= Excerpt to read =
= Beginning of Section =

The skill of the novice is normally judged on the basis of how well he follows learned rules inasmuch as he lacks a coherent sense of the overall task. The rules employed allow for the accumulation of experience but soon have to be abandoned to make way for a further development. Problem-solving here is entirely of an analytical nature and no special perspective is used.

The advanced beginner has gained a certain amount of experience and can perceive what is similar in previous examples. Actions and judgement may now refer to both new situational and context- free circumstances.

The competent person often registers an overwhelming amount of situational elements, all of which are to be taken into account. To manage the problem and find a solution, a hierarchical procedure of decision- making is used. First a plan is established with which to organize the situation. Then a simplifying procedure is used to focus only on those factors important for the chosen plan. The remaining constellation of facts may generally be referred back to an earlier experience and reasonable conclusions can be drawn, decisions made or expectations investigated.

The proficient person, except for making decisions only in an analytical way, has the qualifications of an expert. Only when we reach the level of the genuine expert are real intuitive decisions possible.

The expert does not follow a general set of rules; instead it is a question of knowing when and how to break the rules and knowing what is relevant or not. If this intuitive, involved methodology has a distinctive feature, it is the very absence of a specific strategy. The expert now has a standard reference case but knows of numerous special cases.

Experts often make their decisions in a condition of flow. This term was coined by the Hungarian Csikszentmihalyi in a book from 1990. Persons doing things with great skill and creativity often enter a mental state without restrictions, where time stops and their concentration is perfect. The need to compulse and supervise oneself disappears due to good preparation and years of exercises. This is a very pleasant state and exceptionally productive.

A closer look at expert systems can give a more realistic understanding of their capacity and usefulness. None of the existing systems will be able to reach the level of a human expert; it is doubtful whether they will qualify as proficient. It is even less probable that the human ability to recognize, synthesize, judge  and make use of intuition can be mimicked by a computer program. None of the semiconscious processes in human thinking that emerge in those superior fuzzy concepts so typical of reality are to be found in expert systems. Human expertise is far too sophisticated to be formalized into a set of rules.

Expert systems can only present what has been stored into them. Often a craftsman makes things absolutely correctly without being able to explain why. Much of the existing experience and learning is what  is called ‘tacit knowledge’, something which the hands, the judgement and the intuition bring about. Notwithstanding that such knowledge is systematically organized, it will have structures that cannot be expressed verbally. Of course, this is extremely difficult to formalize into a computer program.

= End of Section =

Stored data
= Beginning of Section =

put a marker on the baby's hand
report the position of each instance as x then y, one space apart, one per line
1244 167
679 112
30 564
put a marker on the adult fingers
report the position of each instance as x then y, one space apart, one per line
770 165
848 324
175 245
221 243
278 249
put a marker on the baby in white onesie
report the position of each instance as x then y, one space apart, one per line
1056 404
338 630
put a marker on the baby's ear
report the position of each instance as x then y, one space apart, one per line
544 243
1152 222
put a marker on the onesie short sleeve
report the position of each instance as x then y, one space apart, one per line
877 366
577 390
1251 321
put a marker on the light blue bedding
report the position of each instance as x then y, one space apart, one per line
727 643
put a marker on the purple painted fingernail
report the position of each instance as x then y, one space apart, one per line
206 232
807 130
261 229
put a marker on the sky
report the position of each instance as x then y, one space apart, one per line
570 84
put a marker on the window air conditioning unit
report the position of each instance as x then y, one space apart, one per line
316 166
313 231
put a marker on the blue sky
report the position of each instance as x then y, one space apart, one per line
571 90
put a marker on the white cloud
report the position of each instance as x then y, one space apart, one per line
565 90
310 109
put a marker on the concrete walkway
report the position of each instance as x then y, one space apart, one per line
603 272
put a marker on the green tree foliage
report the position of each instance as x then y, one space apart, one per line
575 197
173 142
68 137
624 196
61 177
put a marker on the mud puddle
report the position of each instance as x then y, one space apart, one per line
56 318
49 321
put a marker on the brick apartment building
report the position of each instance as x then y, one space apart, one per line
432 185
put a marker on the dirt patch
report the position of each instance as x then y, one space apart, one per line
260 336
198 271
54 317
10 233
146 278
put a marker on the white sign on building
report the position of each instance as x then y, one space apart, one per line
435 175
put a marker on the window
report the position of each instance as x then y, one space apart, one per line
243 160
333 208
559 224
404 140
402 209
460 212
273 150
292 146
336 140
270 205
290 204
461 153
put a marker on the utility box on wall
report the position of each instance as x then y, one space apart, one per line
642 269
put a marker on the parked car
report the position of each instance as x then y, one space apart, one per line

= End of Section =

= Problem description =
Can you transcribe, word for word, the part of the text on skill levels and expert systems that begins with the words containing "The skill of" and ends with "context- free circumstances."?

= Expected answer =
The skill of the novice is normally judged on the basis of how well he follows learned rules inasmuch as he lacks a coherent sense of the overall task. The rules employed allow for the accumulation of experience but soon have to be abandoned to make way for a further development. Problem-solving here is entirely of an analytical nature and no special perspective is used.

The advanced beginner has gained a certain amount of experience and can perceive what is similar in previous examples. Actions and judgement may now refer to both new situational and context- free circumstances.